Page excerpt:
----
More than 3,000 epigenetic switches control daily liver cycles
Salk findings may help explain connections between dietary schedules and chronic disease
When it's dark, and we start to fall asleep, most of us think we're tired because our bodies need rest. Yet circadian rhythms affect our bodies not just on a global scale, but at the level of individual organs, and even genes.
Now, Salk scientists have determined the specific genetic switches in mice that sync liver activity to the circadian cycle. Their finding gives further insight into the mechanisms behind health-threatening conditions such as high blood sugar and high cholesterol.
"We know that genes in the liver turn on and off at different times of day and they're involved in metabolizing substances such as fat and cholesterol," says Satchidananda Panda, co-corresponding author on the paper and associate professor in Salk's Regulatory Biology Laboratory. "To understand what turns those genes on or off, we had to find the switches."
In the case of humans and other vertebrates, a brain structure called the suprachiasmatic nucleus controls circadian responses. But there are also clocks throughout the body, including our visceral organs, which tell specific genes when to make the workhorse proteins that enable basic functions in our bodies, such as producing glucose for energy.
----
Provided data:

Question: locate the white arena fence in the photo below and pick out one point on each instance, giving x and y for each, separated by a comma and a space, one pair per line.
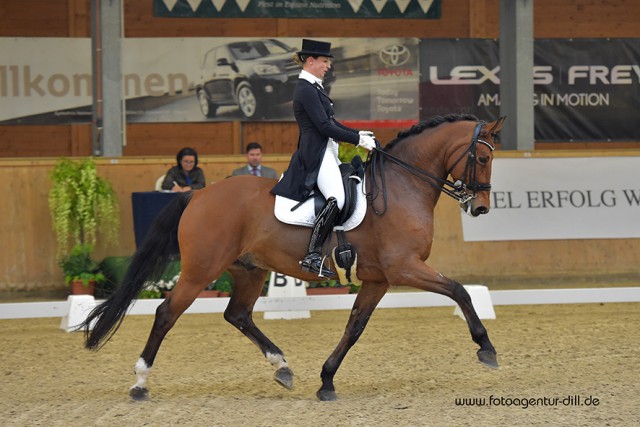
345, 302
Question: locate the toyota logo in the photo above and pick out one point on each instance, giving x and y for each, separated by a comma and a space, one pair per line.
395, 55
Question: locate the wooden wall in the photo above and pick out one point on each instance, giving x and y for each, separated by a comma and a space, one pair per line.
27, 260
460, 18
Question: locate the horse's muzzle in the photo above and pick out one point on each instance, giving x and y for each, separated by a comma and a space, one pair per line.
470, 209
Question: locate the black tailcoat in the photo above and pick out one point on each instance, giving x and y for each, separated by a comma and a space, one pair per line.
313, 110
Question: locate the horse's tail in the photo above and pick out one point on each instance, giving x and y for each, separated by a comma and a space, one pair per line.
147, 264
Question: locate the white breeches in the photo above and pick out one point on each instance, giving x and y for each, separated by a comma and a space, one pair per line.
329, 178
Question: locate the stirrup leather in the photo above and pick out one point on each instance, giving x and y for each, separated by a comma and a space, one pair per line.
314, 263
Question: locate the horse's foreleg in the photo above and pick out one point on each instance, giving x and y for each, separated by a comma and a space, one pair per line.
246, 290
421, 276
366, 301
167, 314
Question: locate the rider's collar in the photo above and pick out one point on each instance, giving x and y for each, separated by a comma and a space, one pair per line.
305, 75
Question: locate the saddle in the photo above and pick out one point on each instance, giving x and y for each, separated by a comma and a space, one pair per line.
352, 174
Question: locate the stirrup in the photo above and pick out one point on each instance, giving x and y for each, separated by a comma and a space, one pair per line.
313, 263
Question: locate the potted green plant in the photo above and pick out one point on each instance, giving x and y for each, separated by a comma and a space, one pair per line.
224, 284
80, 271
83, 206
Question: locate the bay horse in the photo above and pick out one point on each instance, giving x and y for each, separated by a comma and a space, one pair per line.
230, 226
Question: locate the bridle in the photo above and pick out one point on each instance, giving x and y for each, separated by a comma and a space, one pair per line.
456, 190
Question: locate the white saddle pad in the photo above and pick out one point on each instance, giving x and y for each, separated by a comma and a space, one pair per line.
305, 214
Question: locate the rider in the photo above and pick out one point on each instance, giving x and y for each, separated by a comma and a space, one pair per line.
315, 162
----
Exercise set:
1. Return the passage of the article on epigenetic switches in the liver between "More than 3,000" and "and even genes.", inclusive.
2. In the article on epigenetic switches in the liver, what brain structure controls circadian responses in humans and other vertebrates?
3. Write the next part of the article on epigenetic switches in the liver, picking up after its final sentence.
None of the items matter for what is asked here.

Outputs in order:
1.
More than 3,000 epigenetic switches control daily liver cycles
Salk findings may help explain connections between dietary schedules and chronic disease
When it's dark, and we start to fall asleep, most of us think we're tired because our bodies need rest. Yet circadian rhythms affect our bodies not just on a global scale, but at the level of individual organs, and even genes.

2. The suprachiasmatic nucleus.

3.
In the liver, genes that control the metabolism of fat and cholesterol turn on and off in sync with these clocks. But genes do not switch on and off by themselves. Their activity is regulated by the "epigenome," a set of molecules that signal to the genes how many proteins they should make, and, most impor - tantly from the circadian point of view, when they should be made.
To their surprise, the Salk scientists discovered that among those epigenetic switches was chromatin, the protein complex that tightly packages DNA in the cell nucleus. While chromatin is well known for the role it plays in controlling genes, it was not previously suspected of being affected by circadian cycles.
Panda and his colleagues, including Joseph R. Ecker, holder of the Salk International Council Chair in Genetics, reported their results in Cell Metabolism.